Polecenie 1:
Wypisz wszystkie pozycje listy oznaczonej myślnikami we fragmencie źródłowym.

Fragment źródłowy:
· · · ·

Jak by nie patrzeć "idzie sezon", to w jednym poście machnę drobne podsumowanie co zrobiłem od jesieni w "Burej suce", choć na dobrą sprawę już wcale nie suce

- nowa tylna opona Mitas E07
- łożyska kół przód + tył
- łożyska główki ramy
- filtr powietrza
- zębatka przednia (na cały napęd jeszcze przyjdzie czas)
Pomijam (dość częstą, bo co 6k km) wymianę oleju, filtra oleju, regulację luzów zaworowych, napinanie łańcuszka balansowego. I wymianę linki gazu z powodu awarii, czyt. urwania. Dwukrotnego.

· · · ·

Dane wejściowe:

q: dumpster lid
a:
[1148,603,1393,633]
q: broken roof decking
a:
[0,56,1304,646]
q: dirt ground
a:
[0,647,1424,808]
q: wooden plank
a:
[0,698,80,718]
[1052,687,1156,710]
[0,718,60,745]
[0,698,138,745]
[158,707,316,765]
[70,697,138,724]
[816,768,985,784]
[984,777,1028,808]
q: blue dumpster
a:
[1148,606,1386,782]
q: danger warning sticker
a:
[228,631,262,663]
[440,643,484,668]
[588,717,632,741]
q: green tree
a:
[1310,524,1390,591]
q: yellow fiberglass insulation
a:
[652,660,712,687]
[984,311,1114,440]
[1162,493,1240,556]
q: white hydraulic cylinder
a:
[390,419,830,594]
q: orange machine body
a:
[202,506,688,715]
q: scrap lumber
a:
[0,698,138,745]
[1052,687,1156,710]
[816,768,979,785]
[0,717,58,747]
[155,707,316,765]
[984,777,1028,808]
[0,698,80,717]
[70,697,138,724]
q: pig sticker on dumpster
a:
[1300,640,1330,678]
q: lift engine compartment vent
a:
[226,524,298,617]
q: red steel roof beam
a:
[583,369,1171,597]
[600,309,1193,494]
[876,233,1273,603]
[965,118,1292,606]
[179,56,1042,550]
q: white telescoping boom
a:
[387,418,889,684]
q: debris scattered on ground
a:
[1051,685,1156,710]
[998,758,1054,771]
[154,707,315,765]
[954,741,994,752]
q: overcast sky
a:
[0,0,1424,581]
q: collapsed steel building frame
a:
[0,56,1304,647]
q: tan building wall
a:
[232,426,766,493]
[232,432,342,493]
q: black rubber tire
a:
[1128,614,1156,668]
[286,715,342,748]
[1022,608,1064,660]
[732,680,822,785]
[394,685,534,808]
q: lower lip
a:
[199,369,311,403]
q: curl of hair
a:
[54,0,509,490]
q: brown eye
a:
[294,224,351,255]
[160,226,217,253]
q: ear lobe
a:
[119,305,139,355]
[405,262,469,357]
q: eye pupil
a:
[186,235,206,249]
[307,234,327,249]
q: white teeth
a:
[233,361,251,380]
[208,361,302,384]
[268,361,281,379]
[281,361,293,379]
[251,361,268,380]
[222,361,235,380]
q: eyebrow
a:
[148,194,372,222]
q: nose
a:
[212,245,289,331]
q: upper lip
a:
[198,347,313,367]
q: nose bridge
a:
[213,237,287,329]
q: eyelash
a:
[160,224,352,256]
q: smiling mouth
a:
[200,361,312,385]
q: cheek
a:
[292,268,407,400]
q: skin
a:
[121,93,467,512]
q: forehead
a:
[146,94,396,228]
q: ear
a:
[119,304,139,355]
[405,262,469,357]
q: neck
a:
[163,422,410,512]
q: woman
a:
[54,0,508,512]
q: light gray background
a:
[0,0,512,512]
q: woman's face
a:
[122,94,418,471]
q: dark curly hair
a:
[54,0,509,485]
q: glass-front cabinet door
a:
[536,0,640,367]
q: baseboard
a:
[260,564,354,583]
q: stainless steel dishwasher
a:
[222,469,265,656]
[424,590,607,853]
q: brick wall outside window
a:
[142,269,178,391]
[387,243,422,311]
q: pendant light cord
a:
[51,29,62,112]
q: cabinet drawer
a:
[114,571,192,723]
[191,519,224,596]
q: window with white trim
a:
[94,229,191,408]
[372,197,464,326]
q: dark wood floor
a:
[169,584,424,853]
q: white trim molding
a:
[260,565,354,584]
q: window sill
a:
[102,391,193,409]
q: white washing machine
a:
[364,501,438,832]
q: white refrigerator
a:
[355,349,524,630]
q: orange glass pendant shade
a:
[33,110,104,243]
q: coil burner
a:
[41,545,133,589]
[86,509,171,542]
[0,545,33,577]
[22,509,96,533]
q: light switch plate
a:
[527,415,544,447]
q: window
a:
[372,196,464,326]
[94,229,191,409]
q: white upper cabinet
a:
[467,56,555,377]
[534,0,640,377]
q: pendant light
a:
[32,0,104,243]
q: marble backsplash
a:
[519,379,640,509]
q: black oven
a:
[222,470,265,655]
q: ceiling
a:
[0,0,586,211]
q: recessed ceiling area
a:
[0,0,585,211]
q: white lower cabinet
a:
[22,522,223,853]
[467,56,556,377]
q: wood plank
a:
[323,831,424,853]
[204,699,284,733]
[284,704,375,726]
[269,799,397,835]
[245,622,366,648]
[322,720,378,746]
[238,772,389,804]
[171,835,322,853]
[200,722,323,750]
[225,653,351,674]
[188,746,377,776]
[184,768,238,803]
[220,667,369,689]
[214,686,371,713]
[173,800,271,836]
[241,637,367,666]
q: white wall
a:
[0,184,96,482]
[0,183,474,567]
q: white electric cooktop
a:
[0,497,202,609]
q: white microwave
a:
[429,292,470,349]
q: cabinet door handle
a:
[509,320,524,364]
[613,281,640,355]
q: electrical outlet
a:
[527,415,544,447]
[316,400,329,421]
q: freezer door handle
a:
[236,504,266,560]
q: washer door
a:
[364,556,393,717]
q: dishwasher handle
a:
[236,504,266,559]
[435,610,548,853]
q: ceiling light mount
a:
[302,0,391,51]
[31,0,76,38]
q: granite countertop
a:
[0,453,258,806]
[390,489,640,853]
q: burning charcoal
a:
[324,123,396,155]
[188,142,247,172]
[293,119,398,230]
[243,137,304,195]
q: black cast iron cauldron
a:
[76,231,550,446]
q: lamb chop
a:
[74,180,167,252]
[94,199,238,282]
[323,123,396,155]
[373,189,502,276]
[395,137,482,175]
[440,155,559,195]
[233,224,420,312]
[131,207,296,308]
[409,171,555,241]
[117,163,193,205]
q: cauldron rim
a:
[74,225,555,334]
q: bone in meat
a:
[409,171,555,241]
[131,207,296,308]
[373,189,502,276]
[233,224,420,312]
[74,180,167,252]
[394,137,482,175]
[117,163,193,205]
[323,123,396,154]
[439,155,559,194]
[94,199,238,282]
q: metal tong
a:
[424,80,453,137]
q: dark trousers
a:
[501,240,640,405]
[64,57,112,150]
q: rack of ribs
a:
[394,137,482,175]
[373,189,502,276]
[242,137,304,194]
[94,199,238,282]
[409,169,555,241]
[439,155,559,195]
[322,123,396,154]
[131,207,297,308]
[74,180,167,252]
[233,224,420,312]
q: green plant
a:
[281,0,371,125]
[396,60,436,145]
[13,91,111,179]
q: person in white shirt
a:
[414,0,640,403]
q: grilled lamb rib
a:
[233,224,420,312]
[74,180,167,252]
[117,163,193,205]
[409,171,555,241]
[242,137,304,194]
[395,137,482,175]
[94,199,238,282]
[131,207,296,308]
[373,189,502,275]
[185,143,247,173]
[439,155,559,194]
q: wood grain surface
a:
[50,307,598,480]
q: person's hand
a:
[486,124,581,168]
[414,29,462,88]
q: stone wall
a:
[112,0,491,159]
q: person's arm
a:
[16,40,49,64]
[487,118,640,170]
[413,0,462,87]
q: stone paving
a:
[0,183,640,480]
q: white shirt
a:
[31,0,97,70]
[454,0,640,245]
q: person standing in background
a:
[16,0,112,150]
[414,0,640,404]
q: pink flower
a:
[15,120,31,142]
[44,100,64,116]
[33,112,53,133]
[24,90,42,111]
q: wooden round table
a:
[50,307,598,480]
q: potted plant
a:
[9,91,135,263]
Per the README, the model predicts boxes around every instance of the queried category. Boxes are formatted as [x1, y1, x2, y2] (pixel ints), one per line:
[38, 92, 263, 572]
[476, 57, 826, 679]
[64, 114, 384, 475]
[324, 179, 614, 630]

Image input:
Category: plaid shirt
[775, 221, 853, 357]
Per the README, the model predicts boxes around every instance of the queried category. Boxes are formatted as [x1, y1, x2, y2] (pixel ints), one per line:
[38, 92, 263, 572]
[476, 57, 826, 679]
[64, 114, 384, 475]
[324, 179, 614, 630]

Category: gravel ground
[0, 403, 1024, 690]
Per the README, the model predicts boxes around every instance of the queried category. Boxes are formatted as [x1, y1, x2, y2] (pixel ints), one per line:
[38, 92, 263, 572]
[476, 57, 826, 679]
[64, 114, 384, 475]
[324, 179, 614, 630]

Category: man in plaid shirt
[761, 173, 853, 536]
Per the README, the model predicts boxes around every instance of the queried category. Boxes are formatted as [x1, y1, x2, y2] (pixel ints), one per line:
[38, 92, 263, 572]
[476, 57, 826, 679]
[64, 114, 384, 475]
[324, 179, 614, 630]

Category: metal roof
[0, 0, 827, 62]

· · · ·

Polecenie 2:
Zastąp „ceiling” słowem „roof” w wierszach danych między wierszem zawierającym „q: light switch plate” a wierszem zawierającym „[0,0,585,211]”, włącznie. Podaj tylko te wiersze, poza tym bez zmian.

Wynik 1:
- nowa tylna opona Mitas E07
- łożyska kół przód + tył
- łożyska główki ramy
- filtr powietrza
- zębatka przednia (na cały napęd jeszcze przyjdzie czas)

Wynik 2:
q: light switch plate
a:
[527,415,544,447]
q: window
a:
[372,196,464,326]
[94,229,191,409]
q: white upper cabinet
a:
[467,56,555,377]
[534,0,640,377]
q: pendant light
a:
[32,0,104,243]
q: marble backsplash
a:
[519,379,640,509]
q: black oven
a:
[222,470,265,655]
q: roof
a:
[0,0,586,211]
q: recessed roof area
a:
[0,0,585,211]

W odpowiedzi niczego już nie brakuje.